天平時代 

天平時代は710〜784年で、長岡京遷都までのわずか74年間でありました。
 小野老朝臣が「青丹によし 奈良の都は咲く花の 薫うがごとく いま盛りなり 」と
詠んだように、律令体制による中央集権国家も確立され、重要政策の一つに、東大
寺、薬師寺などの建設には臨時の大組織の役所を設立して対応するほどの力の入れ方
だったのであります。
 国家権力が頂点であっただけに、絢爛たる仏教美術が花開き、わが国が大躍進を遂
げた明るく活気に満ちた時代でありました。
 

天平時代の大寺とは官寺という意味で、官寺が多く建設されました。これら官寺は
勅命の僧綱達によって監督されていました。時代は降りますが、法隆寺にある綱封蔵
の名称の由来は、僧綱によって開閉の管轄をされたからであります。それからよく間
違われるのは唐招提寺で、唐招提寺は鑑真和上が開山された私寺であるので、唐招大
寺ではありません。   
 天平時代は平城京内に墓を作ることは禁止されていましたし、それと、当時に建立
された大寺は現在も葬式の法要は行っておりません。

**使用する記録**.

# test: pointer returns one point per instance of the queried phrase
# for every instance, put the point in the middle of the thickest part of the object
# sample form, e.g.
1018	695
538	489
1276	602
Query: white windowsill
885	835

--

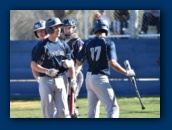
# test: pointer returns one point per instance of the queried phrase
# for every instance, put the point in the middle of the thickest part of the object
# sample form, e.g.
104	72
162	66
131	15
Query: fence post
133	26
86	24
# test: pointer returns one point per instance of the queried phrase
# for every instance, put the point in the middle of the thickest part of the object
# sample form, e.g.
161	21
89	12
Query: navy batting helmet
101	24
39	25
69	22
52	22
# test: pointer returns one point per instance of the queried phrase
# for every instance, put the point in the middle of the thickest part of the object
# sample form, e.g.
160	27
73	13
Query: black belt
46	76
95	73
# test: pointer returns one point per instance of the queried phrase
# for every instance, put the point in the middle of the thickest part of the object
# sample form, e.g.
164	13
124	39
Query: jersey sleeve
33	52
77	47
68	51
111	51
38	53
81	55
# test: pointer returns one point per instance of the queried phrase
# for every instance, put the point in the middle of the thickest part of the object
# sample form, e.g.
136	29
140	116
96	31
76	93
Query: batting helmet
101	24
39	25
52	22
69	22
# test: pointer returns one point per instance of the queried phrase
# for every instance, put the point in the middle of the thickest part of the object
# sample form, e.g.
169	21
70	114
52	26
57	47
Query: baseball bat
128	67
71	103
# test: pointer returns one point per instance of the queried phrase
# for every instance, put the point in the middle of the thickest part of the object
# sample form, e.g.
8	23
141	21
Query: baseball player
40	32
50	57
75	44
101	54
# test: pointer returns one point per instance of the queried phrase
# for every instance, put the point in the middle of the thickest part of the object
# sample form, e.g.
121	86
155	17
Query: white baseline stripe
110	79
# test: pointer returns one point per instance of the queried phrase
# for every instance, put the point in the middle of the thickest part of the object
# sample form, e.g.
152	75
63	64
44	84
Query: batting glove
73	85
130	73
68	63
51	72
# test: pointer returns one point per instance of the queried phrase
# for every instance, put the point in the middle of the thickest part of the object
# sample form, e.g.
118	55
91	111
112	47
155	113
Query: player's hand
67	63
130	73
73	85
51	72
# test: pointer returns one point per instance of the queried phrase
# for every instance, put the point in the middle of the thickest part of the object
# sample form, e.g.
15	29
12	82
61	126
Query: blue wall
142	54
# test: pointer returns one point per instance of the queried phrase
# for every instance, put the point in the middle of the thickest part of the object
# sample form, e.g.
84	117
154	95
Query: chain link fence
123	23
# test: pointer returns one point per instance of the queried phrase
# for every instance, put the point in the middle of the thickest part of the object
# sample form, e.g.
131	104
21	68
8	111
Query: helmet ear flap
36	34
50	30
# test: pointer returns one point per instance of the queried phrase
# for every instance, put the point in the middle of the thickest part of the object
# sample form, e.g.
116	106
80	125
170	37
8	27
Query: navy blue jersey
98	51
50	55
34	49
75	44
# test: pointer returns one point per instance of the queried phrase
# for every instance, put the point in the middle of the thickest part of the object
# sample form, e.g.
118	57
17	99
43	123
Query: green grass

* * *

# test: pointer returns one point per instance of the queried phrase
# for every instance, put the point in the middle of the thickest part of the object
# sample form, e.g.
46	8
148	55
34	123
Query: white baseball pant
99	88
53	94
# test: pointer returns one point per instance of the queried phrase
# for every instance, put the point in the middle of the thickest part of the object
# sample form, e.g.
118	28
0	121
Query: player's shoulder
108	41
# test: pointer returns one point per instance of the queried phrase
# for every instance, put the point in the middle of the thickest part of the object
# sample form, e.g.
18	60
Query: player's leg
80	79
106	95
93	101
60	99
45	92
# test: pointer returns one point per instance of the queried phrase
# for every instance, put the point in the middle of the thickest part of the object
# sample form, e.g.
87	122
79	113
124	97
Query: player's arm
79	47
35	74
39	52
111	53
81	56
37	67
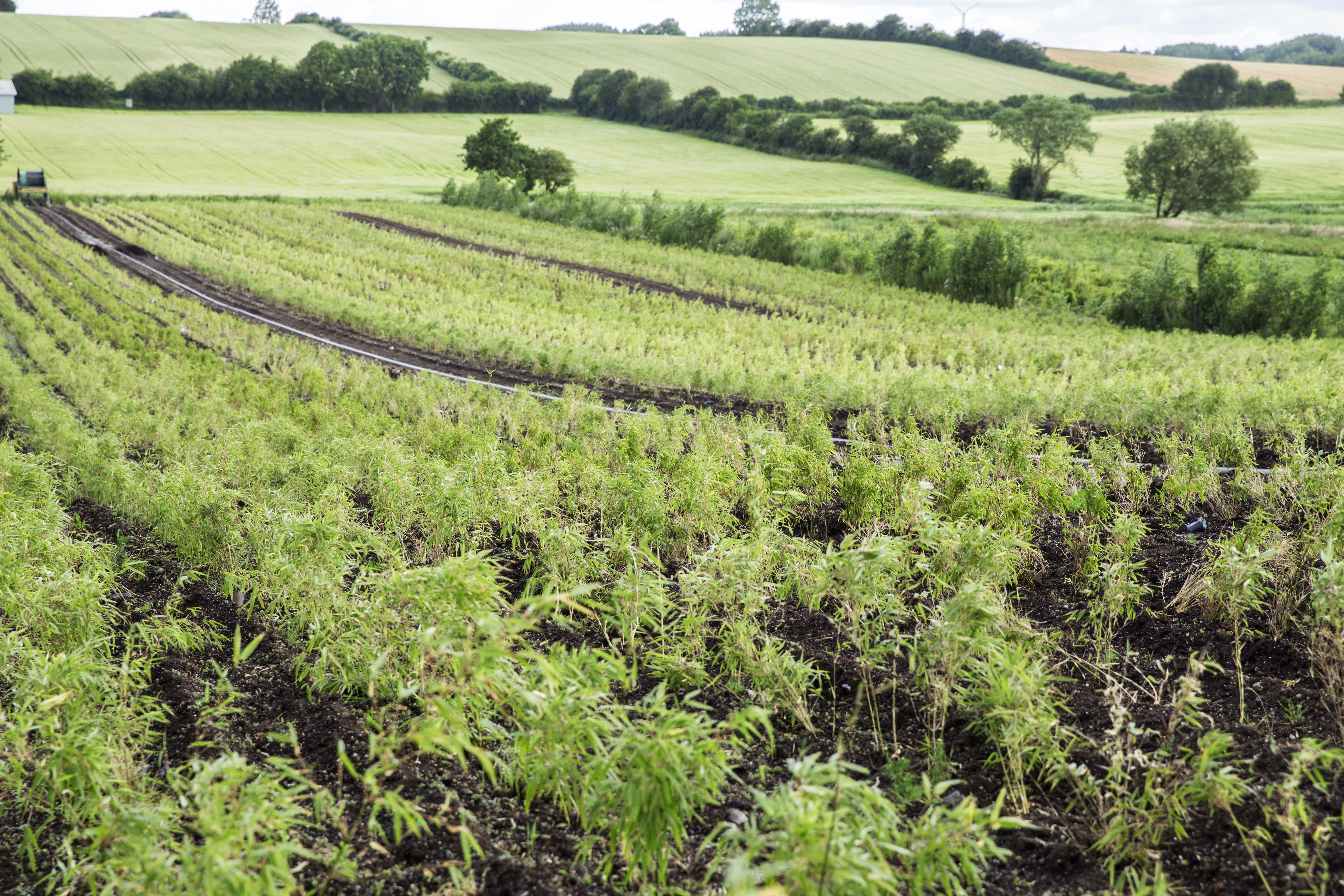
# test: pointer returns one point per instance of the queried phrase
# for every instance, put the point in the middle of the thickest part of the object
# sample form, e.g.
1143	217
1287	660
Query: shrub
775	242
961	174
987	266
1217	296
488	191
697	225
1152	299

**作業指示**.
1. 記録の中から、文字列「baseball」を含む行をすべて示してください。
2. 天平時代についての文章を、最後の文に続けて書き進めてください。
上の記録は、天平時代についての文章とは関係がありません。

**解答一覧**.
1.
Query: baseball bat
Query: baseball player
Query: white baseball pant

2.
わが国の女性の天皇は、東南アジアで最初の女帝 推古天皇に始まり、皇極天皇
(斉明天皇)・持統天皇・元明天皇・元正天皇・孝謙天皇(称徳天皇)・明正天皇・
後桜町天皇の8人であります。天平時代の70余年で元明天皇・元正天皇・孝謙天皇
(称徳天皇)の3人もの天皇がおられます。なお、()内は再度皇位につかれた天皇名で
あります。
元正天皇、孝謙天皇(称徳天皇)とも独身で、阿部内親王(孝謙天皇)は有史
以来唯一の女性の皇太子でもあります。
 
孝謙上皇は藤原仲麻呂(恵美押勝)の娘婿の淳仁天皇を快く思われなかったのか、天
皇即位時に改元されるしきたりであるのに改元されずに、淳仁天皇は自身の年号を持
たれなかったのであります。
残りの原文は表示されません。